BEGIN Provided data
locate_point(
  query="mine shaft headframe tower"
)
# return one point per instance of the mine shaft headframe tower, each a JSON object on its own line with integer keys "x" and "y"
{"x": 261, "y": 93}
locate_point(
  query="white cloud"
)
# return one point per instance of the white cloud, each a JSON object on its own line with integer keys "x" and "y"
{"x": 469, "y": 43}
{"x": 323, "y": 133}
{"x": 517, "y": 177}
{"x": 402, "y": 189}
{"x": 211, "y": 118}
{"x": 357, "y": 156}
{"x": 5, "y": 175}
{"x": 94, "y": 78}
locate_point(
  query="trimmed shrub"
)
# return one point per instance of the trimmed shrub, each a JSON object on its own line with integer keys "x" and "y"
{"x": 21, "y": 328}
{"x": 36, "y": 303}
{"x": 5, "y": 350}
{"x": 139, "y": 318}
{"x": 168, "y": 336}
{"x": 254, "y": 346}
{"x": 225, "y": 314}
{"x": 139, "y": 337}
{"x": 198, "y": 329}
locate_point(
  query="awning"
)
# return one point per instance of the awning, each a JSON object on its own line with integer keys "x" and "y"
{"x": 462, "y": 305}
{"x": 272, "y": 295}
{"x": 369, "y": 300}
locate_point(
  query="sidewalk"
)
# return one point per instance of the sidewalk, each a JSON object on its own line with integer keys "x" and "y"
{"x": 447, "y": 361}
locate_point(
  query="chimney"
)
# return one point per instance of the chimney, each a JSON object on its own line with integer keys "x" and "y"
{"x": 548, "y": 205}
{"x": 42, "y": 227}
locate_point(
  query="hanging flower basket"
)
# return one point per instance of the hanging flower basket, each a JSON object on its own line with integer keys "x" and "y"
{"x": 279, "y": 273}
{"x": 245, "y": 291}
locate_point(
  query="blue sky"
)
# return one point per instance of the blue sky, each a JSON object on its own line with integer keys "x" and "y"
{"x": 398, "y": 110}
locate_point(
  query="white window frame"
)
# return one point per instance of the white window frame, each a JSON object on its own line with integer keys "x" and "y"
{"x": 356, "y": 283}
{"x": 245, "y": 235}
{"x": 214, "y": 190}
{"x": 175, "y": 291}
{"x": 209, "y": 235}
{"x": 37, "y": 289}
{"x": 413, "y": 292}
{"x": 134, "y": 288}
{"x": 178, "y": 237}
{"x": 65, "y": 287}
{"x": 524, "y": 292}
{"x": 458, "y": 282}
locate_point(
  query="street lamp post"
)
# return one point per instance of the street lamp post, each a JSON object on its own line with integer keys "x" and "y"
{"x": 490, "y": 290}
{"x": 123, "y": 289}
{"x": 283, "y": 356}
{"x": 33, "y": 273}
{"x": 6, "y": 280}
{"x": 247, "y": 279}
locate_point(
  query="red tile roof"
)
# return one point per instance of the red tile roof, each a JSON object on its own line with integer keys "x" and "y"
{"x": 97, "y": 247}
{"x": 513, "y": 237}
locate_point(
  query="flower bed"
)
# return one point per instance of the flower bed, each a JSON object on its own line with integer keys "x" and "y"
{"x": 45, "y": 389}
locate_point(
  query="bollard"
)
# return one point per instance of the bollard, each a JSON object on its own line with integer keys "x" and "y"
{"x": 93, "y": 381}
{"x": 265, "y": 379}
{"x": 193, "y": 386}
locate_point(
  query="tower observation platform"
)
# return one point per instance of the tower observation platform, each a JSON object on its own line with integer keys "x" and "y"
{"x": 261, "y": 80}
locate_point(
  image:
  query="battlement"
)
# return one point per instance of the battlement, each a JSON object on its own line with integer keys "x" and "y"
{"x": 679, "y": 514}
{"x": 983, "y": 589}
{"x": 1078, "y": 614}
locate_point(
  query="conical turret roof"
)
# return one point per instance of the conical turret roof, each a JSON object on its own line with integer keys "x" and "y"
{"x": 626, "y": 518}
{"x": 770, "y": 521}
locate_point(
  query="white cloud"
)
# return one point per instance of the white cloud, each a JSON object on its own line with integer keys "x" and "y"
END Provided data
■ **Stated task**: From the data above, extract every line in its exact form.

■ **Written solution**:
locate_point(
  query="mine shaft headframe tower"
)
# return one point per instance of the mine shaft headframe tower, each a JSON object on its own line with integer keys "x" and "y"
{"x": 261, "y": 93}
locate_point(
  query="white cloud"
)
# return one point per instance of the white cloud, each a JSON object on its own line with integer keys "x" and "y"
{"x": 469, "y": 43}
{"x": 323, "y": 133}
{"x": 517, "y": 177}
{"x": 402, "y": 189}
{"x": 211, "y": 118}
{"x": 357, "y": 156}
{"x": 5, "y": 175}
{"x": 94, "y": 78}
locate_point(
  query="trimmed shrub"
)
# return one point per instance of the trimmed shrub, each a JSON object on its own line with integer keys "x" and "y"
{"x": 21, "y": 328}
{"x": 36, "y": 303}
{"x": 5, "y": 350}
{"x": 139, "y": 318}
{"x": 168, "y": 336}
{"x": 254, "y": 346}
{"x": 225, "y": 314}
{"x": 139, "y": 337}
{"x": 198, "y": 329}
locate_point(
  query="awning"
)
# return one point per instance of the awning, each a JSON object on its own line with integer keys "x" and "y"
{"x": 462, "y": 305}
{"x": 272, "y": 295}
{"x": 369, "y": 300}
locate_point(
  query="sidewalk"
)
# return one point per instance of the sidewalk, each a JSON object on its own line with integer keys "x" and "y"
{"x": 447, "y": 361}
locate_point(
  query="chimney"
)
# return one point per instance of the chimney, each a JSON object on its own line with integer keys "x" and "y"
{"x": 548, "y": 205}
{"x": 42, "y": 227}
locate_point(
  query="hanging flower basket"
)
# return one point per instance of the hanging flower basket, each a JSON object on its own line with integer keys "x" and "y"
{"x": 279, "y": 273}
{"x": 245, "y": 291}
locate_point(
  query="blue sky"
)
# return one point per instance of the blue sky, each a JSON object on its own line with integer keys "x" and "y"
{"x": 398, "y": 110}
locate_point(
  query="white window frame"
)
# return one point per instance of the white window frame, each a JSON object on its own line with integer keys "x" and "y"
{"x": 356, "y": 283}
{"x": 245, "y": 235}
{"x": 214, "y": 190}
{"x": 175, "y": 291}
{"x": 209, "y": 235}
{"x": 37, "y": 289}
{"x": 413, "y": 292}
{"x": 134, "y": 288}
{"x": 178, "y": 237}
{"x": 65, "y": 287}
{"x": 524, "y": 292}
{"x": 458, "y": 282}
locate_point(
  query="street lamp post"
)
# return one point per instance of the street lamp post, each a JSON object on its own line with integer keys "x" and "y"
{"x": 490, "y": 290}
{"x": 123, "y": 289}
{"x": 283, "y": 356}
{"x": 33, "y": 273}
{"x": 6, "y": 280}
{"x": 247, "y": 279}
locate_point(
  query="red tile roof"
)
# return one point per instance of the red tile roof, each a JSON object on its own line with integer keys "x" and "y"
{"x": 97, "y": 247}
{"x": 513, "y": 237}
locate_point(
  query="flower bed"
)
# return one point per instance of the flower bed, each a JSON object on its own line with integer keys "x" and "y"
{"x": 45, "y": 389}
locate_point(
  query="bollard"
)
# return one point per instance of the bollard, each a JSON object on its own line with integer keys "x" and "y"
{"x": 93, "y": 381}
{"x": 265, "y": 379}
{"x": 193, "y": 386}
locate_point(
  query="tower observation platform"
)
# return one point per instance of the tower observation platform, each a JSON object on its own line with integer keys "x" and "y"
{"x": 261, "y": 80}
locate_point(
  image:
  query="battlement"
)
# return one point per instance of the battlement, each a JSON object on its own line with integer keys "x" and "y"
{"x": 679, "y": 514}
{"x": 983, "y": 589}
{"x": 1078, "y": 614}
locate_point(
  query="conical turret roof"
)
# return one point per instance of the conical turret roof, each a JSON object on its own line with integer keys "x" and "y"
{"x": 626, "y": 518}
{"x": 770, "y": 521}
locate_point(
  query="white cloud"
)
# return one point per instance of the white cloud, each a JSON object on its own line with integer keys "x" and "y"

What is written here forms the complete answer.